The luxury yacht race is here to stay, and it’s great

The recent phenomenon of luxury hotel brands entering the cruise space is here to stay, and as MYLES STEDMAN finds out, that’s good news for the cruise industry.

WAR for the luxury travel market has erupted on a new front – the upscale yacht cruise sector. The past four months has seen three luxury hotel brands enter the segment, one debuting its first-ever ship, and another two announcing plans shortly thereafter that they would be building their own.

Ritz-Carlton was the first of the chains to announce a foray into the booming cruise sector, when, in June 2017, it confirmed plans to introduce three small-scale vessels from 2019. Luxury is exclusivity as much as it is opulence, and high-end travellers want to spend time away from the crowds – what better way to do so than to board a yacht and forget the throngs even exist.

In the end, the long-awaited debut of Evrima (pictured above) had to wait until this past October, due to factors including the COVID-19 pandemic. The cruise line officially debuted to the revelation by its Chief Executive Officer Douglas Prothero that devotees to the parent company, some of whom had never cruised before, were heavily booking the new product.

Terrace on board luxury yacht Evrima

Barely three months after Evrima sailed on her first cruise, Accor announced it was adapting its historic ‘Orient Express’ brand to the high seas, with Orient Express Cruises set to sail in 2026. Accor has ordered two ships for its new cruise line – Orient Express Silenseas, which will set sail in the northern spring of 2026, and another ship, which will be delivered in the first quarter of 2027.

Just last month, Aman Resorts followed their two upscale adversaries into the space, announcing a joint venture with Cruise Saudi for ‘Project Sama’, which is expected to launch in 2026. The project’s links to the new Public Investment Fund-backed Cruise Saudi arm suggests the Kingdom will play a large part within the new cruise line’s product, as it plays monkey see, monkey do with its neighbours such as the United Arab Emirates and Qatar.

Render of the upcoming Project Sama

At a time when luxury travellers are both keen yet cautious, what is spurring so many high-end hotel chains to drop massive investments to follow each other into a largely unproven market?

“I don’t think anybody who’s in that ultra-luxury space wants to be left behind,” former luxury cruise line head Steve Odell told travelBulletin.

The cruise industry veteran, who during his career led luxury brands Silversea Cruises and Regent Seven Seas Cruises (RSSC), believes that, like any market leader, brands such as Ritz-Carlton, Accor, and Aman are all anticipating the future direction of the space they occupy “I genuinely think there is a gap in the market for this kind of experience,” Odell said.

Steve Odell

“It’s sort of in between the luxury sector and private yachts, and it’s a client in my view that sits above the luxury market,” he added. So were he still in charge of a cruise line such as Silversea or RSSC, Odell would be unbothered by the developments of the past few months.

__Data supplied__.
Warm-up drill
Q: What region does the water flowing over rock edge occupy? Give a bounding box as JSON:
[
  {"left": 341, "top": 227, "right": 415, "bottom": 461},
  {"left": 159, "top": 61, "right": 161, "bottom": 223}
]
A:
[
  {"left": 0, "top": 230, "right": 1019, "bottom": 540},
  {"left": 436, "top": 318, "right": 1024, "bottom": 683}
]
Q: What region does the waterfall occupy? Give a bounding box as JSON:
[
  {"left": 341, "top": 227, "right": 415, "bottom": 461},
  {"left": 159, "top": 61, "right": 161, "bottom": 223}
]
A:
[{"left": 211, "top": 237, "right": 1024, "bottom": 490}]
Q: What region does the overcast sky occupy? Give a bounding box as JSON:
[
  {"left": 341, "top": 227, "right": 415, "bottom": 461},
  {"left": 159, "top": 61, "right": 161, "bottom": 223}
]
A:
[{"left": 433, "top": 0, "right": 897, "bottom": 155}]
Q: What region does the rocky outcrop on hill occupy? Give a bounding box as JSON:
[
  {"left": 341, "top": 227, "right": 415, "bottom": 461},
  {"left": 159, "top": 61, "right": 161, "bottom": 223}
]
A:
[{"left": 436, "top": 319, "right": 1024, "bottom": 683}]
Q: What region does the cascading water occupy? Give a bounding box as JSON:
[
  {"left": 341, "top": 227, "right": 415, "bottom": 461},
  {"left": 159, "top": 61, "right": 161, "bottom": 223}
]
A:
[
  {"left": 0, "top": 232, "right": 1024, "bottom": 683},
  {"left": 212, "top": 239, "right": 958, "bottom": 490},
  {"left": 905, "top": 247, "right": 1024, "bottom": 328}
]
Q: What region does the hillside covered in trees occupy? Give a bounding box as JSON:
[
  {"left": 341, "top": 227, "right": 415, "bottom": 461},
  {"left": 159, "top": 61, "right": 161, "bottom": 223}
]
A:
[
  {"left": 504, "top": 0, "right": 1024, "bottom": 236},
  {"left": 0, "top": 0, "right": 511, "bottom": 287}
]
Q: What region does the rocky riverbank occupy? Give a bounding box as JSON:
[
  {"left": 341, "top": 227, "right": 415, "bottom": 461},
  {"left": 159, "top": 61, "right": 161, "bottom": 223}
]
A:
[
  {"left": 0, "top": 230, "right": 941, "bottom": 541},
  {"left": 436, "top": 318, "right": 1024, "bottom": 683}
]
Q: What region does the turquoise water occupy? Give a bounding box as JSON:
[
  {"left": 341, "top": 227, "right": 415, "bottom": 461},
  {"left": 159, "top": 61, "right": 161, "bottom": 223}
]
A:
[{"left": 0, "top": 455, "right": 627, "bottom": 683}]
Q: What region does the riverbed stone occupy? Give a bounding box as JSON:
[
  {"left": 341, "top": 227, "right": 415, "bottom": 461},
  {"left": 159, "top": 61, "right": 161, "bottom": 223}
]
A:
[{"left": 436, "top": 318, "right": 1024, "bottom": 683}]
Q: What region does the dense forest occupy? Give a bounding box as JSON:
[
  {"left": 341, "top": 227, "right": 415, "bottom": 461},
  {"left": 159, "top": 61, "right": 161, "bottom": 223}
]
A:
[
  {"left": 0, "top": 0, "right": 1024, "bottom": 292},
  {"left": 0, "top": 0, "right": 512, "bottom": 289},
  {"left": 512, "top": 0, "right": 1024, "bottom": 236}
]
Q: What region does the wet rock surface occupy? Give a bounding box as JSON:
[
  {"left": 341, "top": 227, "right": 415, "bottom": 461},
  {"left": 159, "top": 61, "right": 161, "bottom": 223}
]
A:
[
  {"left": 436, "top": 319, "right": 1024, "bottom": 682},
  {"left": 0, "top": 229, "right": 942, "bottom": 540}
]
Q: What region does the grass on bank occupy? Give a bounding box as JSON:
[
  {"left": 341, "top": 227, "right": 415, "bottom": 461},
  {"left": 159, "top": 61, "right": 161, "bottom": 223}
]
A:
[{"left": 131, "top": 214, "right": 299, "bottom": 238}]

__Brief 1__.
In the article on luxury hotel brands entering cruising, who is named as the Chief Executive Officer who revealed that Evrima was being heavily booked?
__Brief 2__.
Write a continuation of the article on luxury hotel brands entering cruising, picking up after its last sentence.

__Answer box 1__.
Douglas Prothero

__Answer box 2__.
“The kind of people that go to those experiences want something very different from what today’s luxury sector provides,” he declared.

“These people don’t want a crowd of people; they don’t want cruise directors and production shows…[they] want something totally different than what the luxury cruise industry provides.”

On the contrary, Odell believes the entrance of non-cruise brands into the cruise space could provide a boon for the traditional luxury lines, such as those he used to head. “I think it’s going to be good for the industry overall because people who may not have thought about cruising before in the databases of these companies may start to look at cruise, even beyond what the band is developing,” he said.

“I think it’s a whole new sector that’s going to be created, I think it’s a totally different kind of experience. I think we’ll see more of it…It’s not about anything that exists today.”

With personalisation, privacy, and a bespoke travel experience all top of the list for an ultra-luxury traveller, Odell believes other high-end brands will be eyeing off the sector themselves, as they aim to keep brand loyalists steadfast. “I think if you look at vertically integrated model, it’s about keeping your customers within your family of brands,” he said.

Renderings of Orient Express Silenseas ©Martin Darzacq

“A lot of these organisations have a huge global database, and they’re all very good in the meetings and incentives space, and I think the ships will also be another gap-filler for the meeting an incentives space,” he said. “It could be for an affiliate, it could be for a meeting, it could be a family wedding, it could be a retirement.”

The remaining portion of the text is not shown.